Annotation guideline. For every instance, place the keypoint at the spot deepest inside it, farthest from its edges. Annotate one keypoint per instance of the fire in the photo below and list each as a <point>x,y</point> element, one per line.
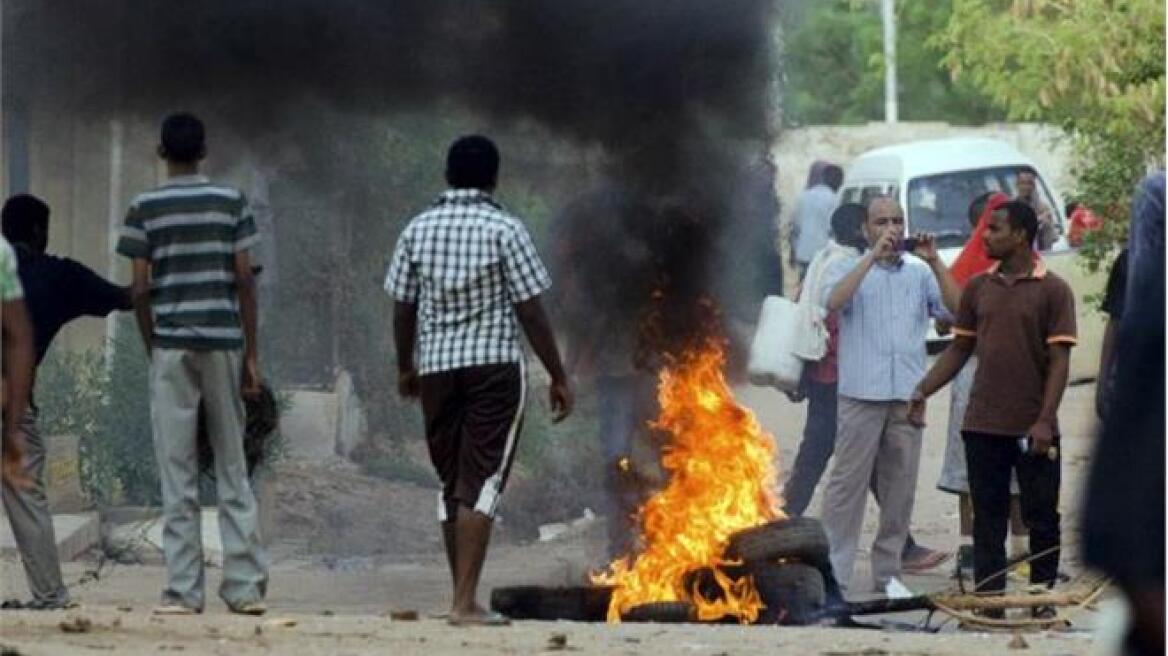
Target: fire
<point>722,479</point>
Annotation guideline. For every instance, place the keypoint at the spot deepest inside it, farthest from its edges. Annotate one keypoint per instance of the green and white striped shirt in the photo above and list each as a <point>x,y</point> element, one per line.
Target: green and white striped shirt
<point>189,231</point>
--------------------------------------------------
(WHAT THE EXERCISE ASKS) Reproduce all of the material above verbatim, omitting the picture.

(EXERCISE ANSWER)
Annotation guideline. For every instance, place the keypoint at the spot deepest inside it, farthest from its edges. Annotate one keypoint per instance of the fire in the photo below and list each as a <point>x,y</point> element, one per line.
Target: fire
<point>722,479</point>
Annotation guideline. For every instance, place the keypoint at the spot deepest inside it, farthest from its edges. Annotate one keypoint per instance of the green and white striped shirt in the photo above and list each as a <point>x,y</point> element, one per line.
Target: green and white striped shirt
<point>189,231</point>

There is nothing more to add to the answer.